Musterklausur Einbrüche im Industriegebiet

Von Christoph Keller, LPD, HSPV NRW – Abt. Münster

Musterklausur zum Download (PDF).

Sachverhalt

Der 25-jährige drogenabhängige X erhält von einem Freund einen „sicheren Tipp“, und zwar sollen sich in der Firma des Unternehmers U ständig größere Mengen Bargeld sowie Münzsammlungen befinden. Die Firma des U befindet sich in einem kleinen Industriegebiet am Stadtrand von A-Stadt, an der Peripherie des Wohngebietes Fangkamp, am Holtenweg 100. Das Gebiet rund um den Fangkamp ist seit einigen Wochen stark kriminalitätsbelastet, vor allem aufgrund mehrerer Firmen- aber auch Wohnungseinbrüche.

Aufgrund des „sicheren Tipps“ beschließt X in das Firmengebäude des U einzubrechen. X ist in den letzten vier Jahren bereits mehrfach wegen verschiedener Eigentumsdelikte in Erscheinung getreten, u.a. wurde er auch bereits wegen Firmeneinbrüche verurteilt. X ist arbeitslos und bewohnt – seit er von seiner Frau geschieden ist – in A-Stadt ein kleines Appartement. Seinen Beruf als Bäcker hat er aufgegeben, weil er immer so früh aufstehen musste. X, der insgesamt ein unstetes Leben führt, hält sich mit Gelegenheitsjobs „über Wasser“ und ist Halter eines 14 Jahre alten VW Golf 4, der aufgrund seiner goldfarbenen Lackierung auffällt.
========================================
→ Kurze Aufgabe A:
Schreibe aus den Datensätzen die Zeilen zwischen der Zeile mit „Field-scouting task: mark every instance of the windmill sail“ und der Zeile mit „point(638, 172)“, beide einschließlich, unverändert ab.

→ Übungsmaterial:
========================================
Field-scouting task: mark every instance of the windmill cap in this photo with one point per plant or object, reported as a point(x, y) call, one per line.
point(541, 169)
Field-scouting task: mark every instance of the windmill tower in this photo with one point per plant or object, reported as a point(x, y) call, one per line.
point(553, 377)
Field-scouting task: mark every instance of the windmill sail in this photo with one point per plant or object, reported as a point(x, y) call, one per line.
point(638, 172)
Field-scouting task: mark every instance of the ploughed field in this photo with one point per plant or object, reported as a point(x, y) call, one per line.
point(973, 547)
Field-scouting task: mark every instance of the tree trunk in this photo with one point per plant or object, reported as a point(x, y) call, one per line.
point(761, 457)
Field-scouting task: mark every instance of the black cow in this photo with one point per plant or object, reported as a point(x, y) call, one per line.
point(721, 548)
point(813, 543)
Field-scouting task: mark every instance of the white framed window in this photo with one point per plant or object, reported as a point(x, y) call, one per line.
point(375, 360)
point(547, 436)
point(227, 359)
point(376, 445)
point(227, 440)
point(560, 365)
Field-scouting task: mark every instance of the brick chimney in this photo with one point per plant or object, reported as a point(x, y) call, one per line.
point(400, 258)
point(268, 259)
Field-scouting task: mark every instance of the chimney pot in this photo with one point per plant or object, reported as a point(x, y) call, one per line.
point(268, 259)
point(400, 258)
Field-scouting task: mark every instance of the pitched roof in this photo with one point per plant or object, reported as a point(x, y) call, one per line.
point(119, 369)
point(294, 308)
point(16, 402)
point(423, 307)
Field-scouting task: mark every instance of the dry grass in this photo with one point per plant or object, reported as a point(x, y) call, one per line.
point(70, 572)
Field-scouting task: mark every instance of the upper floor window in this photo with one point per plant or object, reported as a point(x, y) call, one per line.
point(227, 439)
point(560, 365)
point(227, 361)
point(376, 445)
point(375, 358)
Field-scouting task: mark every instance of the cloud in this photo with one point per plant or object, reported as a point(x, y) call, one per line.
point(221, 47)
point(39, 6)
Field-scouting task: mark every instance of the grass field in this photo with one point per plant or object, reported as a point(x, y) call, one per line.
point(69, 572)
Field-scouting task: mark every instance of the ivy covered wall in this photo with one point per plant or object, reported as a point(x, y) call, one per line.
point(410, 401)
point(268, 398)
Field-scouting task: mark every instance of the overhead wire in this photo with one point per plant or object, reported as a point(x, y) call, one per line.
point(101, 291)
========================================
→ Kurze Aufgabe B:
Führe den Sachverhalt der Musterklausur zu den Einbrüchen im Industriegebiet im Anschluss an den letzten Satz fort.

→ Antwort zur Übung A:
Field-scouting task: mark every instance of the windmill sail in this photo with one point per plant or object, reported as a point(x, y) call, one per line.
point(638, 172)

→ Antwort zur Übung B:
Der Polizei in A-Stadt werden die Pläne des X anonym telefonisch mitgeteilt. Angeblich soll X am ersten Dezemberwochenende in der Nacht von Freitag auf Samstag in die Firma des U einbrechen. Beamte des Einsatztrupps entschließen sich, sich um den „Fall zu kümmern“. Aus diesem Grund befinden sich Beamte des Einsatztrupps A-Stadt auf Streifenfahrt in A-Stadt. Ihr Hauptaugenmerk liegt auf dem Industriegebiet Nähe des Wohngebietes Fangkamp.

Gegen 01:00 Uhr bemerken sie einen goldfarbenen VW Golf, besetzt mit einer männlichen Person. Als der Pkw am Ende des Holtenweges hält, steigt der den Beamten bekannte X aus dem Fahrzeug und sucht das Wohngebiet „Fangkamp“ auf. Die Beamten beobachten den X gezielt über einen Zeitraum von etwa 20 Minuten, verlieren ihn dann aber aus den Augen. Einbrüche sind nicht festzustellen.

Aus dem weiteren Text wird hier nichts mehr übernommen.